» **Text to read**
* * * * *

Single by Earth, Wind & Fire

from the album Faces
- B-side: "Let Me Talk" (Instrumental)
- Released: August 1980
- Recorded: 1980
- Genre: Funk; R&B; post-disco;
- Length: 4:08 (Album version); 3:45 (7" version); 4:26 (7" instrumental version); 6:40 (12" version);
- Label: ARC, Columbia
- Songwriters: Maurice White; Ralph Johnson; Phillip Bailey; Larry Dunn; Al McKay; Verdine White;
- Producer: Maurice White

Earth, Wind & Fire singles chronology
| "Can't Let Go" (1979) | "Let Me Talk" (1980) | "You" (1980) |

Music video
- "Let Me Talk" on YouTube

= Let Me Talk =

"Let Me Talk" is a song by American band Earth, Wind & Fire, released in August 1980 by ARC/Columbia Records as the first single from their tenth album, Faces (1980). It reached No. 8 on the US Billboard Hot R&B Singles chart and No. 29 on the UK Pop Singles chart.

==Overview==
Let Me Talk was produced by EWF leader Maurice White. As well the song was composed by White, Ralph Johnson, Phillip Bailey, Larry Dunn, Al McKay and Verdine White.

The B-side of the single was an instrumental version of Let Me Talk. The song has an allegro tempo of 112 beats per minute. Let Me Talk also came off EWF's 1980 album Faces.

==Music video==
With a duration of four minutes, a music video to accompany the single, was released in September 1980.

* * * * *

Excerpts from point annotation data
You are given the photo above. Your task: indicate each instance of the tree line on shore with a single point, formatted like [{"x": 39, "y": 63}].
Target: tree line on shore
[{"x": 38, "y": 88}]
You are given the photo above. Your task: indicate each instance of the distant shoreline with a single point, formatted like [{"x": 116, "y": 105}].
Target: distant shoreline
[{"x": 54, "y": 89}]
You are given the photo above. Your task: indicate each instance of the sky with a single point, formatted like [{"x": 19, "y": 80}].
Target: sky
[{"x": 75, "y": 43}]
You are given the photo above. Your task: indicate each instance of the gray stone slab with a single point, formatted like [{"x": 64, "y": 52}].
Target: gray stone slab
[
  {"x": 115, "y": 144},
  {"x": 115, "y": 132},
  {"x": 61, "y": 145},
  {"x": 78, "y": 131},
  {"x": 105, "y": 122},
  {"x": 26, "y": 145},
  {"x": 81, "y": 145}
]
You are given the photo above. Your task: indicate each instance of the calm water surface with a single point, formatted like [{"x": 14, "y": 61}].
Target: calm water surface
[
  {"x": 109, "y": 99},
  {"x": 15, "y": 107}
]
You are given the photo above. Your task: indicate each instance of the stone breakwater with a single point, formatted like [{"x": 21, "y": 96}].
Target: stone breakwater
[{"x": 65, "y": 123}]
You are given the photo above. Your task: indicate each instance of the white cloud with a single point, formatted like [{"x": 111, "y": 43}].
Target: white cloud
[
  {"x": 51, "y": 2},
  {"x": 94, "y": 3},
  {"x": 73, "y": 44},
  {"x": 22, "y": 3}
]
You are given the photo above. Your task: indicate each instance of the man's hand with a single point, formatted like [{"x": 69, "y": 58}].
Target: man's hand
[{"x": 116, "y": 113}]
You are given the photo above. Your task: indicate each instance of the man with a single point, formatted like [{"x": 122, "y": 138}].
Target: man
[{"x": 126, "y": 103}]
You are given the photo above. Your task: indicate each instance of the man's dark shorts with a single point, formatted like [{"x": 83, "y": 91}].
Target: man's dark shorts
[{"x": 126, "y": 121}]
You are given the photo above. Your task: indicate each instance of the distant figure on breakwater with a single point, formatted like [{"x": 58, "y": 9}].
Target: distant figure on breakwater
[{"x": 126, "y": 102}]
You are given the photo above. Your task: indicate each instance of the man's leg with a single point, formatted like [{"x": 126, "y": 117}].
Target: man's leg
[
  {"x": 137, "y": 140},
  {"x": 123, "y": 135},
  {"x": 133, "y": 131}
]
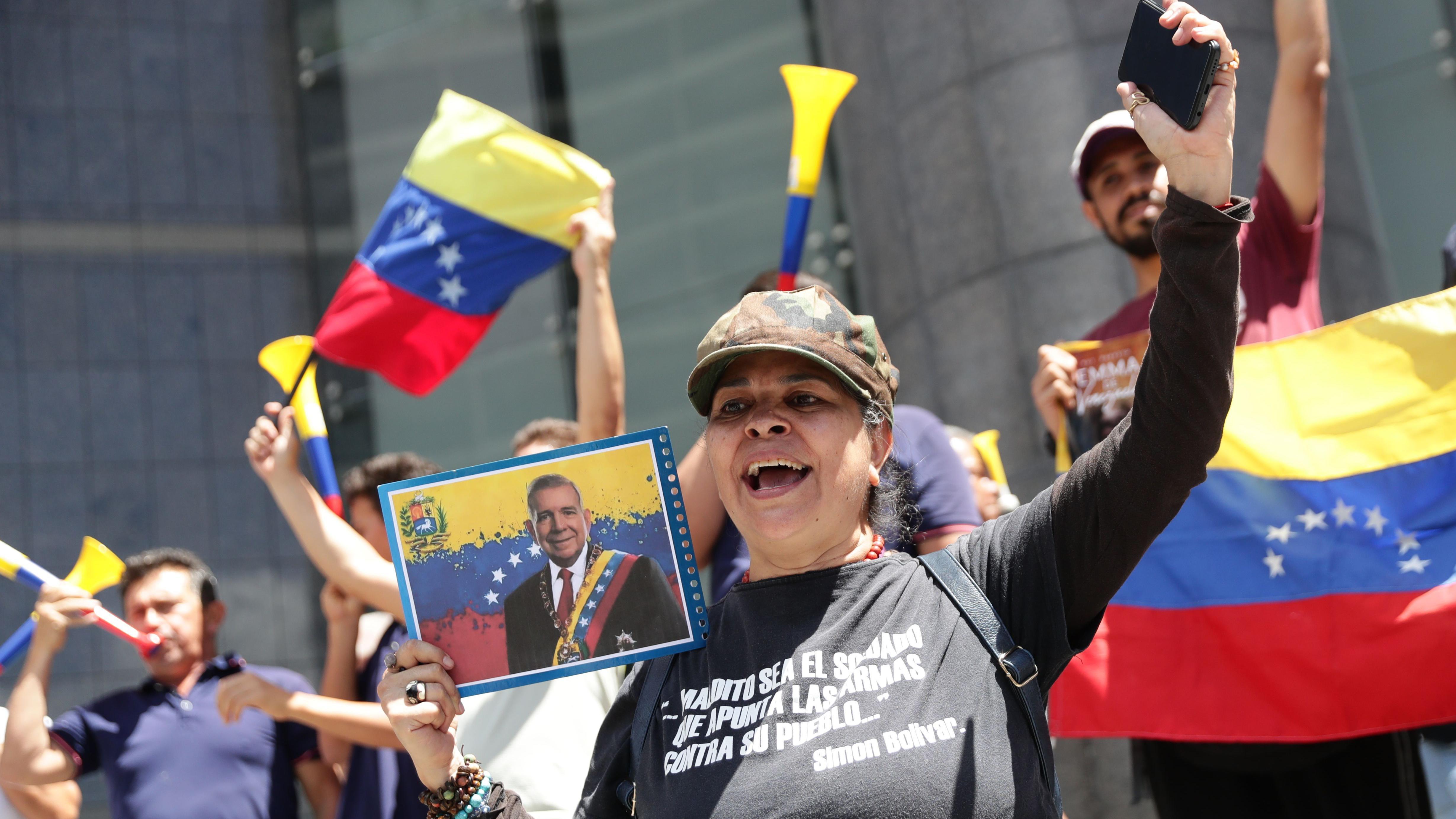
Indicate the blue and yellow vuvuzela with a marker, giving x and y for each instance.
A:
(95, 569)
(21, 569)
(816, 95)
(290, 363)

* * * * *

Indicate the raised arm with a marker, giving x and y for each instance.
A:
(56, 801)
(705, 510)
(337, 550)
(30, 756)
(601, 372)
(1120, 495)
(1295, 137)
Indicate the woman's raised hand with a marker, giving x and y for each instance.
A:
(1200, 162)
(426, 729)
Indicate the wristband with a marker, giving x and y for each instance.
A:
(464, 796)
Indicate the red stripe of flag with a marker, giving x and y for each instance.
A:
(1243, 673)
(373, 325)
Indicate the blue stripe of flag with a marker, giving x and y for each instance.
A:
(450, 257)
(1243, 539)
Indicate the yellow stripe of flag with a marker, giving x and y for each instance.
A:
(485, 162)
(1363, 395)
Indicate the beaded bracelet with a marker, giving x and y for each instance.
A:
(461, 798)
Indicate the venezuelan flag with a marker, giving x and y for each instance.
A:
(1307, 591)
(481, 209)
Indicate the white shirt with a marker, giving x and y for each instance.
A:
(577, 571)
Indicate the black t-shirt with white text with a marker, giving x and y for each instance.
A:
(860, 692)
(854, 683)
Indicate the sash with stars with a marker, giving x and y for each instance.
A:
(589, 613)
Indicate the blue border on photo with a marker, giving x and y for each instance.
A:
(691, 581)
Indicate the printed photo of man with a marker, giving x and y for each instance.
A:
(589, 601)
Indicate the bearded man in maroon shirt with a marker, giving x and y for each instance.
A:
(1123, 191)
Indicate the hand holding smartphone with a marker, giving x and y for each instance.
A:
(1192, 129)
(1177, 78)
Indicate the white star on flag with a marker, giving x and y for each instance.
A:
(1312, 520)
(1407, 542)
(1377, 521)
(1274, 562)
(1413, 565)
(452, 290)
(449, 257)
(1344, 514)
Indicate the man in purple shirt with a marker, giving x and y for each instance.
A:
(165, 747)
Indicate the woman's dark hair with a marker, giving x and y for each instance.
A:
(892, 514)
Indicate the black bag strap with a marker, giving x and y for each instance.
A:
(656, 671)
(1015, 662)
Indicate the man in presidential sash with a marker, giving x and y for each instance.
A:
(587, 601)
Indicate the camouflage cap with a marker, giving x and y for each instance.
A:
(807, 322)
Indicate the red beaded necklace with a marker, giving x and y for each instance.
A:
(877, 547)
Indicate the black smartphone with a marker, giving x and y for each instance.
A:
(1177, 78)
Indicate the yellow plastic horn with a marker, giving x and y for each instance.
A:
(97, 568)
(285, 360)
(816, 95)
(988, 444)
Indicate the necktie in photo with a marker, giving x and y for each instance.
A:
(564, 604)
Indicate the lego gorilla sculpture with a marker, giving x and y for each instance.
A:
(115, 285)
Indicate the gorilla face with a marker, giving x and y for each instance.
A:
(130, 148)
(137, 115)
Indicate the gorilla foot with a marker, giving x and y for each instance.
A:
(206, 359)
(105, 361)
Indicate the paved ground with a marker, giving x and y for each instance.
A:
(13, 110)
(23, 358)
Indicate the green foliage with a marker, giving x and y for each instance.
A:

* * * * *

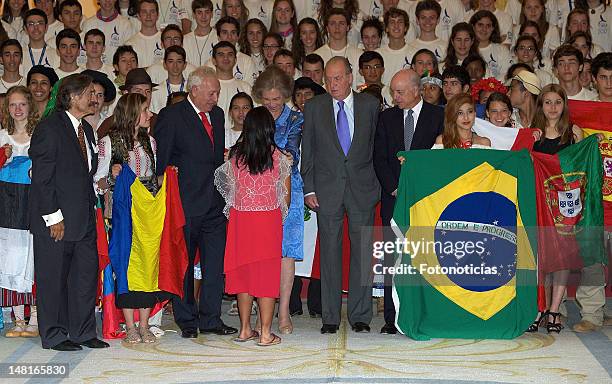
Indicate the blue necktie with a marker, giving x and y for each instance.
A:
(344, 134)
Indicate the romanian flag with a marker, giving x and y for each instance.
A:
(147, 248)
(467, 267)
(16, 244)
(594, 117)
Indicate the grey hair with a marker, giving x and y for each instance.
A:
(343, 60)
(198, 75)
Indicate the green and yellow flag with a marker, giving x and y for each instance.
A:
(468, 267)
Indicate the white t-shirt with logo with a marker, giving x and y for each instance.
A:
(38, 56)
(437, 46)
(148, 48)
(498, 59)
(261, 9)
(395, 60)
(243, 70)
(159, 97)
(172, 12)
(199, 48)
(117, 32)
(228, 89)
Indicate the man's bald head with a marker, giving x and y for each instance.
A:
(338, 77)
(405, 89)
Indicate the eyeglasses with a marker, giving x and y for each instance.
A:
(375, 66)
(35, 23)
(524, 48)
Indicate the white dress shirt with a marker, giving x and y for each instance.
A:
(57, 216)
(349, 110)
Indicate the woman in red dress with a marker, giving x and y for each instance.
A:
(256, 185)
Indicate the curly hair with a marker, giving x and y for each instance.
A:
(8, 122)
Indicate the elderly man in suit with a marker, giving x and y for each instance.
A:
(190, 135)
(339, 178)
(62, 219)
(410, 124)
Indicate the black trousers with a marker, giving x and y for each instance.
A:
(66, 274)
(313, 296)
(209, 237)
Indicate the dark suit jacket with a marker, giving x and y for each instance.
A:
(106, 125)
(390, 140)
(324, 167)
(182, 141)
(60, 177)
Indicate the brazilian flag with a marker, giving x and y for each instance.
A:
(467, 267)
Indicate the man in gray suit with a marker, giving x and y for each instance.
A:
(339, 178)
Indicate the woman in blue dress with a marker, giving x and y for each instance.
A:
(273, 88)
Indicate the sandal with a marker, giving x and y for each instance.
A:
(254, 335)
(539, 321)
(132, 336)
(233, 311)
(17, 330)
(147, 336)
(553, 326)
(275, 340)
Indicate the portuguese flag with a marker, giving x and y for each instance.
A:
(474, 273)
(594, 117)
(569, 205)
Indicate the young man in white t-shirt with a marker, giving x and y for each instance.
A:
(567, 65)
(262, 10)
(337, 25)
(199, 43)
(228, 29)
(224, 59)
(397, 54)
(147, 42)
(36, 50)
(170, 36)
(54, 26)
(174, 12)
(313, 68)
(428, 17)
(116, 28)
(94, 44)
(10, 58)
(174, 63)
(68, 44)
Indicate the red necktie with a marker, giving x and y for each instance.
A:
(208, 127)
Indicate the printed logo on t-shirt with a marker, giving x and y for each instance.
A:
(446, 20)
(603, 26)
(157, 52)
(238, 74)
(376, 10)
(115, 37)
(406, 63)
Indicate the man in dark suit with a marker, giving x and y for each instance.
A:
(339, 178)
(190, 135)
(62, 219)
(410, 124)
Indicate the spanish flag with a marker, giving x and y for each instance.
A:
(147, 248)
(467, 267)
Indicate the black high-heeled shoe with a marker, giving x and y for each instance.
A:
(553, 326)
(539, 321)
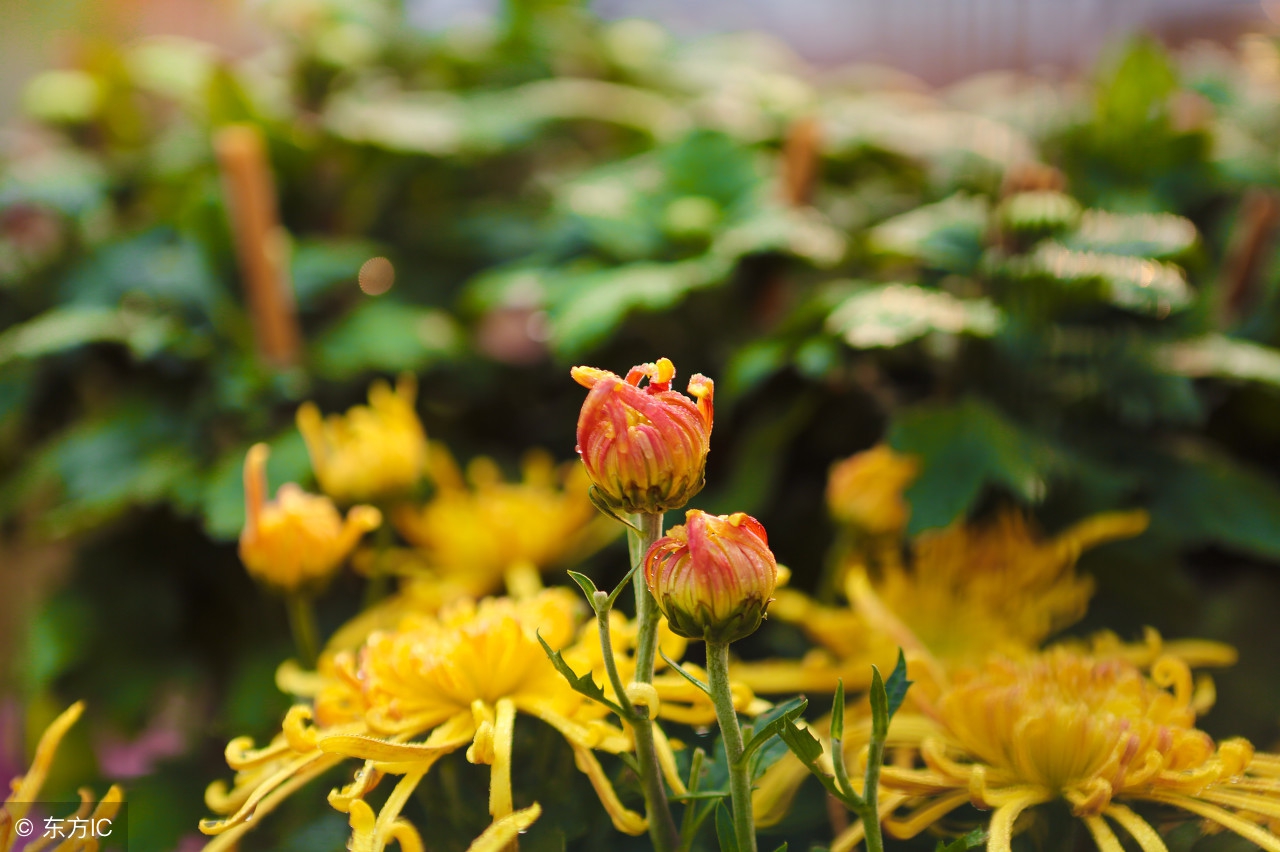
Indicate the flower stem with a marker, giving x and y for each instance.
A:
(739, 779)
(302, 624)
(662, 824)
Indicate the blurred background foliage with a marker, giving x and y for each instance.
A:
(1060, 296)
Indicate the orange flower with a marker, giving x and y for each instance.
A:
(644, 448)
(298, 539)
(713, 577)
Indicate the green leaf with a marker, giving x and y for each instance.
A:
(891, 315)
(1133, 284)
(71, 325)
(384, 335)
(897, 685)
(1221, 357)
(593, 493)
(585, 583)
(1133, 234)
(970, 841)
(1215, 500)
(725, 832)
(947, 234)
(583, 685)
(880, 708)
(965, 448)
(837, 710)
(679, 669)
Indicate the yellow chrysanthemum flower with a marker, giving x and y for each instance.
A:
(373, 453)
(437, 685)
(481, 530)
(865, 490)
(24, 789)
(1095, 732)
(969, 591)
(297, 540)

* * * * *

» **Task instructions**
A. In the article on the song "Let Me Talk," what tempo is given for the song?
B. Please pick up the article on the song "Let Me Talk" after its last sentence and continue it.

» **Answers for this exercise**
A. An allegro tempo of 112 beats per minute.

B.
==Critical reception==
Paul Rambali of NME found that the song is "without a recognisable disco beat. Just goes to show that modern soul music is alive and kicking harder at conformity than its recently revived predecessor. Let Me Talk commits the usual Earth, Wind & Fire crime of spoiling the funk with some Vegas showtime horn arrangements, but these are thankfully at a minimum and entirely outweighed by an irresistible riff". Rambali added "This record gives off such a compulsive, joyous, frenzied noise that it's hard to sit still and type, but I can't resist pointing out that amongst more than a few lyrical platitudes it contains the sharpest admonishment of modern culture you're likely to hear from any source. Earth, Wind & Fire narrow it down to just one line, pointing the finger to people who Try to find excitement in the labels that they wear! And that doesn't just mean the labels in clothes, either." Robert Christgau of the Village Voice said "Let Me Talk," is too political in its fluffy way to break down the racism to today's top 40". Mike Nicholls of Record Mirror declared the song "sets off at a punishing pace which is never relinquished. That means it'll be fine for those wishing to slip a disc in discos but home relaxation? Only if you've got shares in Valium. Positively frantic dahling".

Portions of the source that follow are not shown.